** Requirements **
Swap "instance" for "occurrence" and write out everything from the line containing "TARGET: the sutton place hotel sign" down to the end of the material, changing nothing else.

** Data extract **
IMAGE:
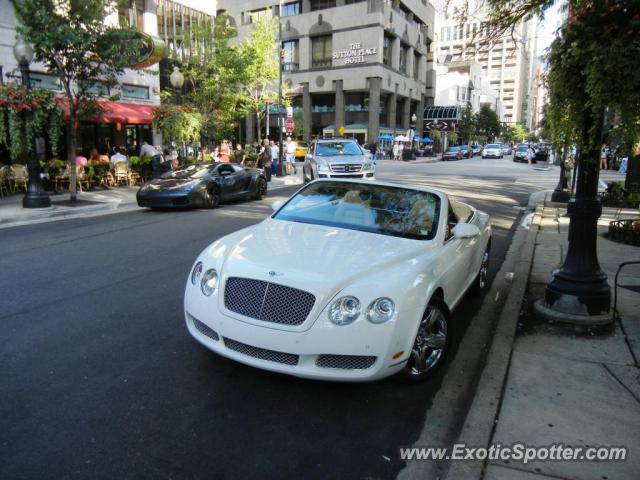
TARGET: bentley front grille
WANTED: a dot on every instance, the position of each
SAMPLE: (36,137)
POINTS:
(345,168)
(345,362)
(266,301)
(261,353)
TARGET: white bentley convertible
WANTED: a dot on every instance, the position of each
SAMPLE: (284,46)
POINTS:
(347,280)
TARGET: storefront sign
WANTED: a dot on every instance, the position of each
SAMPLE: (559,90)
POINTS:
(355,53)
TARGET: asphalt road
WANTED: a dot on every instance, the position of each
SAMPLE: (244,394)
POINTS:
(100,379)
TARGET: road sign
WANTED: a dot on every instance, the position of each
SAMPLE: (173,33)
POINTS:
(289,125)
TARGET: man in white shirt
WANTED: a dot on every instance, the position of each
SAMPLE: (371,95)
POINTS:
(156,158)
(118,157)
(290,149)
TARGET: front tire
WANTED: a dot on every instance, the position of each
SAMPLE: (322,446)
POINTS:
(481,282)
(431,343)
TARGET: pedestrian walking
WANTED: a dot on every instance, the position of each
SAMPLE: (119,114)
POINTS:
(225,151)
(290,151)
(156,158)
(373,148)
(239,155)
(603,157)
(275,153)
(267,159)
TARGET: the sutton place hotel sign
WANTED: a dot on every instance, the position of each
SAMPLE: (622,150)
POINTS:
(354,54)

** Problem solution **
TARGET: the sutton place hotel sign
WANTED: a dot on every occurrence, the position of each
SAMPLE: (622,150)
POINTS:
(354,54)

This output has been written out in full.